----- Brano proposto
Se ricordi, ascoltavo
e mi dicevi
di lunghe ore bianche
profumate di azzurro
di ciottoli e di fresche ventate di maestrale
di vele gonfie
e di canzoni ansiose.
Pian piano dolcemente
anch’io chiudevo gli occhi
sognando la carezza
lontana inafferrabile infinita
della sua mano che non torna più.

Dove sei se ti chiamo
Dove sei se ti chiamo.
Perduto tra la nebbia
della laguna, debbo
raggiungerti per non morire.

Improvvise le zattere
Improvvise le Zattere e uno sgomento
mi serra; notte, nel buio così stanca
la strada di chi non dorme.
In un cantiere aperto la fiamma
ossidrica stride, rossi si avvicendano
uomini. E quanto grande,
gelida l’acqua. Scomparvero
i gradini se cosciente affondavo.

Il primo testo è stato scelto dalla sezione Poesie liguri (in Ignoti furono i cieli) e gli altri due veneziani sono propri della seconda raccolta (La ragazza di fronte) <13. Una poesia, questa, che ingloba il contesto, segnata da una sintassi poetica – con la presenza del verbo spesso in finale di verso – e da una metrica in grado di sottolineare la malinconia di fondo.
Non sono casuali i titoli nominali L’estate ed Emilia sulla diga, una caratteristica di Milani forse derivante dall’attività di giornalista.
In quegli anni le scrittrici pubblicavano racconti in volume; non possiamo non ricordare almeno Le donne muoiono di Anna Banti <14 e Il mare non bagna Napoli di Anna Maria Ortese <15. Se la presa sulla realtà risulta la stessa, in termini di stile Milani pare più vicina a prove diverse. Similitudini si avrebbero con Le metamorfosi di Lalla Romano <16, anche se l’onirismo dell’autrice piemontese è talvolta scarnificato da Milani, che si approccia al testo per registrare la realtà come cronaca; si avvicina, così, alla Goliarda Sapienza della raccolta postuma Destino coatto <17 e alle Piccole cronache di Maria Giacobbe <18 con un percorso che oscilla tra due poli: le “nevrosi” dell’io (già pirandelliane) da un lato e dall’altro la “storia”, ossia il noi. Una simmetria si avrebbe anche con La strada che va in città e altri racconti di Natalia Ginzburg <19; nella prefazione al Meridiano dell’autrice <20, è sempre Garboli a parlare di «disappartenenza, di esilio e di confino nella solitudine. […] il rapporto casa/città [è] sentito dalla Ginzburg come l’espressione a embrice di uno stesso diritto di ciascuno alla vita […] [in un] rapporto fisiologico col mondo».
----------
----- Estratto dati
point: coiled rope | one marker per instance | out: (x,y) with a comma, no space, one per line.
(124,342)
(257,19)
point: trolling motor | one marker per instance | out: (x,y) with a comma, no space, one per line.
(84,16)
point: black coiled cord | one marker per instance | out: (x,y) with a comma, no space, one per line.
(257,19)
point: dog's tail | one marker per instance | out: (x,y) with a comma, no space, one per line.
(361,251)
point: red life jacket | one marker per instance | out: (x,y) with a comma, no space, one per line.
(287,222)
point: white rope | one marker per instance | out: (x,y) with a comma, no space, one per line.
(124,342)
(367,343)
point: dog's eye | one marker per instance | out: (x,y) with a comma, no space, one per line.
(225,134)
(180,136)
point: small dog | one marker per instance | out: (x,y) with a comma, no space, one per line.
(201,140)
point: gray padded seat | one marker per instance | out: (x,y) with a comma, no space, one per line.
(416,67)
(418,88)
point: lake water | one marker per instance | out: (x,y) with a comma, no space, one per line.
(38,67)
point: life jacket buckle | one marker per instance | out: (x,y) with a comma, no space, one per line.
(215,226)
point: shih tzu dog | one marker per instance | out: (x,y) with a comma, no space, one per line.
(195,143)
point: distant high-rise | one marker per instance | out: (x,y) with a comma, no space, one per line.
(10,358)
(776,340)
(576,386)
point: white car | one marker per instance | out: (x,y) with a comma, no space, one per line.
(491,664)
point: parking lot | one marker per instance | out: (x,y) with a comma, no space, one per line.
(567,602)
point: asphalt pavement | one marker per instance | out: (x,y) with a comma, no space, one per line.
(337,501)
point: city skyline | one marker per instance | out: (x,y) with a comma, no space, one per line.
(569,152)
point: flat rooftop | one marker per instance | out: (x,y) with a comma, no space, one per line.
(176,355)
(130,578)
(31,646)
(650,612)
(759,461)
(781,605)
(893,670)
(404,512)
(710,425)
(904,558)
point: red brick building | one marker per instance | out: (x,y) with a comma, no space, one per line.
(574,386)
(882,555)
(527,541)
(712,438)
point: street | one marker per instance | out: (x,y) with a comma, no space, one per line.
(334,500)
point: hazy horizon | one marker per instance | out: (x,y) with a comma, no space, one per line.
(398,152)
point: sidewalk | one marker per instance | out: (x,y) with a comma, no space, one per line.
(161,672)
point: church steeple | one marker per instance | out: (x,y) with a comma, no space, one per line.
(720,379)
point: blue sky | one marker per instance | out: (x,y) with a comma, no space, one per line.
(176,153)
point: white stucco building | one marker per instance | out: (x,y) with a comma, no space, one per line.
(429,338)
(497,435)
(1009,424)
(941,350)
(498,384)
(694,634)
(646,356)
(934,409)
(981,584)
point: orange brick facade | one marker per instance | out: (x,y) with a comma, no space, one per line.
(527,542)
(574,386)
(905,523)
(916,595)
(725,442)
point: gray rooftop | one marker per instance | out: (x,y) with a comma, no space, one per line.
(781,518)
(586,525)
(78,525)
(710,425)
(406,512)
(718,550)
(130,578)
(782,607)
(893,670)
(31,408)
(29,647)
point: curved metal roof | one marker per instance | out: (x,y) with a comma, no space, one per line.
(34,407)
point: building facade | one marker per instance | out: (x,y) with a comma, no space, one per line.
----------
● Consegna 1
Nel brano su Milani trovi conferma delle tre affermazioni? Rispondi sì o no per ciascuna, citando le parole decisive del brano.
(a) Il primo testo proviene dalla sezione Poesie liguri.
(b) Le donne muoiono è un'opera di Lalla Romano.
(c) Garboli parla di disappartenenza e di esilio.
● Consegna 2
Scrivi il seguito del brano su Milani, partendo subito dopo la sua ultima frase.
Per svolgere il lavoro le voci dell'estratto non servono.

● Risposta 1
(a) Sì: “Il primo testo è stato scelto dalla sezione Poesie liguri”.
(b) No: “Le donne muoiono di Anna Banti”.
(c) Sì: “è sempre Garboli a parlare di «disappartenenza, di esilio”.

● Risposta 2
Tutte le peculiarità considerate si accentrano nell’opera di Milani, con un rinvio vivo rivolto al tema dell’amore-odio nei confronti dell’altro sesso, ricorrente in tutta la produzione considerata, e al problematico rapporto con il corpo connesso inevitabilmente alla questione identitaria. Secondo questa direzione, si presenterebbe una sorta di dichiarazione di poetica espressa da lei stessa-personaggio: «Perché io, curiosa, taciturna ragazza, credevo che per scrivere bisognasse dire la verità» <21.
Si trovano già nelle liriche – come si è notato – e nei racconti le città imprescindibili nella lettura dell’opera: Savona (dov’è nata) o la costa ligure, Milano, Roma, Venezia e Cortina, trascurando Albisola, che fu una sorta di Bloomsbury dell’epoca <22.
Alcune immagini proprie di questi spazi generano una vastità quasi caleidoscopica di visioni multiple metropolitane. Più che di analogie si dovrebbe parlare di continuità narrativa, registrata in viaggi o permanenze che hanno segnato l’esistenza e l’opera, disegnando una mappatura che “r-esiste” nell’aspetto della relazione strettamente garboliana fra letteratura e vita, ma anche di un percorso articolato e mai chiuso attinente a quella che Giuliana Bruno ha definito, nel 2002, nel suo Atlante delle emozioni, come «geografia emozionale». I «territori emotivi» di Milani vivificano il “movimento” contenuto etimologicamente nel sostantivo “emozione”.
Non è casuale che si possa individuare nell’autrice il «sillabare» poetico, temporale e geografico di Goffredo Parise, soprattutto nella relazione con un Veneto (terra vissuta da lei, natale per lui) narrato negli anni della guerra e successivi, fino al post-Boom. Ciò trova ragione nelle numerose coincidenze biografiche tra i due e, per una volta, si potrebbe parlare di una parentela tra un’autrice e un autore detta in quest’ordine, e non viceversa.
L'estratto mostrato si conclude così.